(Extracted data entries)
#####

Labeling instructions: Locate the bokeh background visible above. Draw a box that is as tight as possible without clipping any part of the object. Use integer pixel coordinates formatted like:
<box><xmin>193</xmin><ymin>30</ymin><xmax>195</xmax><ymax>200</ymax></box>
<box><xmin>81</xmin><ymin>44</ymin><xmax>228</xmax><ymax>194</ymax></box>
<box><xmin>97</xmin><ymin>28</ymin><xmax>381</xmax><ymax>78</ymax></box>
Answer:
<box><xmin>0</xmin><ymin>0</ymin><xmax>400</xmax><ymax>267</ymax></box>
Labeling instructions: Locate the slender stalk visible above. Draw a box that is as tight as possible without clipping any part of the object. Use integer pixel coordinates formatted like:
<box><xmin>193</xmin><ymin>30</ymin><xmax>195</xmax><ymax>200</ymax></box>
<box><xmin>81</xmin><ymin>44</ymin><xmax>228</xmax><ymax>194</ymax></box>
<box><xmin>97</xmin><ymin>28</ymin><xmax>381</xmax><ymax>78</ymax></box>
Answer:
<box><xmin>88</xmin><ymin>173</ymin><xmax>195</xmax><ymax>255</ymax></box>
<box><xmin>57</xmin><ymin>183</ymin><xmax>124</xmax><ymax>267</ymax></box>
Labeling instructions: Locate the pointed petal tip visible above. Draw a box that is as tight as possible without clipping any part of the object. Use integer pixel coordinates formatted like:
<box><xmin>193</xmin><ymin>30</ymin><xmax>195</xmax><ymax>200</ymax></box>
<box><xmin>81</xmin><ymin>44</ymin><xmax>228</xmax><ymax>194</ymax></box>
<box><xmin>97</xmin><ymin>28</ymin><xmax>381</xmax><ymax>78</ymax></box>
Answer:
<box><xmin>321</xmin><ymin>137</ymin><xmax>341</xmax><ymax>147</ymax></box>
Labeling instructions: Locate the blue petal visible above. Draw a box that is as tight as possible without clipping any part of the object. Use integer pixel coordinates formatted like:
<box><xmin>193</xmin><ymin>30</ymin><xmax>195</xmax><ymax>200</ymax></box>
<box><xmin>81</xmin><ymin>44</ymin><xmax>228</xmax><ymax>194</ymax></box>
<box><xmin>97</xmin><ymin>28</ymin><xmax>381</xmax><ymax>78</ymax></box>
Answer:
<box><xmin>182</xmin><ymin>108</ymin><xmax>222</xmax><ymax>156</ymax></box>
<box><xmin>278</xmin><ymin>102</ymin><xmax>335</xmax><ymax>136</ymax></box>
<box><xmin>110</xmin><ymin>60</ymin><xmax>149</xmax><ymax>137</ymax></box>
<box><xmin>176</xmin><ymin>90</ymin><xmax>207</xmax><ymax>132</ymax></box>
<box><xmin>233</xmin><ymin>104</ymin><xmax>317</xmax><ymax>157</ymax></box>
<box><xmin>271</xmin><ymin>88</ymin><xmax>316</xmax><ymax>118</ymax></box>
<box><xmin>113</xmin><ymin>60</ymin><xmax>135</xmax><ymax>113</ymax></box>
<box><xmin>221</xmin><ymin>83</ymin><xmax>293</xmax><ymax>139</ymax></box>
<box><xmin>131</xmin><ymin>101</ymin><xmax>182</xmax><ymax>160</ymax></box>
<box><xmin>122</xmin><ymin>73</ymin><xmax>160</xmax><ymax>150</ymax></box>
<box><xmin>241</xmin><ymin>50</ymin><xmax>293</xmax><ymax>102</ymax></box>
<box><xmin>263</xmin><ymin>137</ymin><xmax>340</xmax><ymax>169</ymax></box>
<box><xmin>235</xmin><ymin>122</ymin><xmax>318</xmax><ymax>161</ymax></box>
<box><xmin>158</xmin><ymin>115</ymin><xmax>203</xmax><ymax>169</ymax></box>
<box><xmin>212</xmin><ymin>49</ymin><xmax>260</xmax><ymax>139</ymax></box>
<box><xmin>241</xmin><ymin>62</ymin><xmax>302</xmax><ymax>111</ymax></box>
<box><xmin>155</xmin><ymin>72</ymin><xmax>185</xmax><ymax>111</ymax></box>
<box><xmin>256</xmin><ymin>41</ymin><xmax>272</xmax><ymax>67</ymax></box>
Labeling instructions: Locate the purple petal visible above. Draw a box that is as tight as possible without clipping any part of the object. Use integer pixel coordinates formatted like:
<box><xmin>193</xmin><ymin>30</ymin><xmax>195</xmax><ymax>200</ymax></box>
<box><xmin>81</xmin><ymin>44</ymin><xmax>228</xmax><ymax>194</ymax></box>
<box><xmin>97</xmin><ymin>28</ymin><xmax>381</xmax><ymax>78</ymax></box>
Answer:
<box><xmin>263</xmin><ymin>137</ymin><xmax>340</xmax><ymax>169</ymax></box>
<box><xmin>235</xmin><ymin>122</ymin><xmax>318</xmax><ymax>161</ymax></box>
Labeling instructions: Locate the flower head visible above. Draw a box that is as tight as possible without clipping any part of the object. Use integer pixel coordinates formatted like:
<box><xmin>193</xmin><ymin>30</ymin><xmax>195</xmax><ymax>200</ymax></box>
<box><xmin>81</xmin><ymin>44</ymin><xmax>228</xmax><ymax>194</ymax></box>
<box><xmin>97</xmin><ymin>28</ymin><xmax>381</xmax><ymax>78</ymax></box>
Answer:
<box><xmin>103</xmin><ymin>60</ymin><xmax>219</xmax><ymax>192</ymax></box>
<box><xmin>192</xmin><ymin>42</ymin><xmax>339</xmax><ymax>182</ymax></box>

#####

[Stated task]
Present every line of the records above as a numbered list, omitting any blank lines.

[Full solution]
1. Labeling instructions: Locate the bokeh background visible above. Draw a box that is as tight as possible without clipping any part of the object. Use integer pixel coordinates formatted like:
2. <box><xmin>193</xmin><ymin>30</ymin><xmax>195</xmax><ymax>200</ymax></box>
3. <box><xmin>81</xmin><ymin>44</ymin><xmax>228</xmax><ymax>194</ymax></box>
4. <box><xmin>97</xmin><ymin>28</ymin><xmax>381</xmax><ymax>78</ymax></box>
5. Answer:
6. <box><xmin>0</xmin><ymin>0</ymin><xmax>400</xmax><ymax>267</ymax></box>
7. Labeling instructions: Locate the slender stalk visible above. Draw a box that is as tight as possible without clipping any part of the object. Use integer pixel coordinates formatted like:
8. <box><xmin>193</xmin><ymin>30</ymin><xmax>195</xmax><ymax>200</ymax></box>
9. <box><xmin>81</xmin><ymin>44</ymin><xmax>228</xmax><ymax>194</ymax></box>
10. <box><xmin>97</xmin><ymin>28</ymin><xmax>381</xmax><ymax>78</ymax></box>
11. Answer:
12. <box><xmin>88</xmin><ymin>173</ymin><xmax>195</xmax><ymax>255</ymax></box>
13. <box><xmin>57</xmin><ymin>183</ymin><xmax>124</xmax><ymax>267</ymax></box>
14. Labeling instructions: Locate the pointed petal tip visible above. Draw a box that is as tight as possible without clipping any part of the object. Use integer pixel coordinates formatted like:
15. <box><xmin>193</xmin><ymin>30</ymin><xmax>195</xmax><ymax>200</ymax></box>
16. <box><xmin>81</xmin><ymin>44</ymin><xmax>228</xmax><ymax>194</ymax></box>
17. <box><xmin>97</xmin><ymin>28</ymin><xmax>381</xmax><ymax>78</ymax></box>
18. Answer:
19. <box><xmin>321</xmin><ymin>137</ymin><xmax>341</xmax><ymax>147</ymax></box>
20. Labeling instructions: Locate the blue petal visible above. Draw a box that is as tight as possible without clipping any part of the object. Use integer pixel coordinates formatted like:
21. <box><xmin>193</xmin><ymin>30</ymin><xmax>195</xmax><ymax>200</ymax></box>
22. <box><xmin>81</xmin><ymin>44</ymin><xmax>228</xmax><ymax>194</ymax></box>
23. <box><xmin>97</xmin><ymin>28</ymin><xmax>381</xmax><ymax>78</ymax></box>
24. Answer:
25. <box><xmin>182</xmin><ymin>108</ymin><xmax>222</xmax><ymax>156</ymax></box>
26. <box><xmin>278</xmin><ymin>102</ymin><xmax>335</xmax><ymax>136</ymax></box>
27. <box><xmin>110</xmin><ymin>60</ymin><xmax>149</xmax><ymax>137</ymax></box>
28. <box><xmin>176</xmin><ymin>90</ymin><xmax>207</xmax><ymax>132</ymax></box>
29. <box><xmin>233</xmin><ymin>104</ymin><xmax>317</xmax><ymax>157</ymax></box>
30. <box><xmin>271</xmin><ymin>88</ymin><xmax>316</xmax><ymax>118</ymax></box>
31. <box><xmin>113</xmin><ymin>60</ymin><xmax>135</xmax><ymax>113</ymax></box>
32. <box><xmin>221</xmin><ymin>83</ymin><xmax>293</xmax><ymax>139</ymax></box>
33. <box><xmin>131</xmin><ymin>101</ymin><xmax>182</xmax><ymax>160</ymax></box>
34. <box><xmin>122</xmin><ymin>73</ymin><xmax>160</xmax><ymax>150</ymax></box>
35. <box><xmin>241</xmin><ymin>50</ymin><xmax>293</xmax><ymax>102</ymax></box>
36. <box><xmin>263</xmin><ymin>137</ymin><xmax>340</xmax><ymax>169</ymax></box>
37. <box><xmin>235</xmin><ymin>122</ymin><xmax>318</xmax><ymax>161</ymax></box>
38. <box><xmin>158</xmin><ymin>115</ymin><xmax>203</xmax><ymax>169</ymax></box>
39. <box><xmin>212</xmin><ymin>49</ymin><xmax>260</xmax><ymax>139</ymax></box>
40. <box><xmin>241</xmin><ymin>62</ymin><xmax>302</xmax><ymax>111</ymax></box>
41. <box><xmin>155</xmin><ymin>72</ymin><xmax>185</xmax><ymax>111</ymax></box>
42. <box><xmin>256</xmin><ymin>41</ymin><xmax>272</xmax><ymax>67</ymax></box>
43. Labeling instructions: Locate the purple petal visible above. Draw a box that is as tight as possible without clipping any part of the object. Use integer pixel coordinates formatted like:
44. <box><xmin>193</xmin><ymin>30</ymin><xmax>195</xmax><ymax>200</ymax></box>
45. <box><xmin>81</xmin><ymin>44</ymin><xmax>228</xmax><ymax>194</ymax></box>
46. <box><xmin>97</xmin><ymin>28</ymin><xmax>381</xmax><ymax>78</ymax></box>
47. Answer:
48. <box><xmin>263</xmin><ymin>137</ymin><xmax>340</xmax><ymax>169</ymax></box>
49. <box><xmin>235</xmin><ymin>122</ymin><xmax>318</xmax><ymax>161</ymax></box>
50. Labeling instructions: Locate the flower head visible above. Draw a box that is as tight as possible without clipping any part of the object. Use integer pixel coordinates formatted like:
51. <box><xmin>193</xmin><ymin>30</ymin><xmax>195</xmax><ymax>200</ymax></box>
52. <box><xmin>81</xmin><ymin>44</ymin><xmax>228</xmax><ymax>194</ymax></box>
53. <box><xmin>97</xmin><ymin>28</ymin><xmax>381</xmax><ymax>78</ymax></box>
54. Answer:
55. <box><xmin>103</xmin><ymin>60</ymin><xmax>219</xmax><ymax>192</ymax></box>
56. <box><xmin>192</xmin><ymin>42</ymin><xmax>339</xmax><ymax>182</ymax></box>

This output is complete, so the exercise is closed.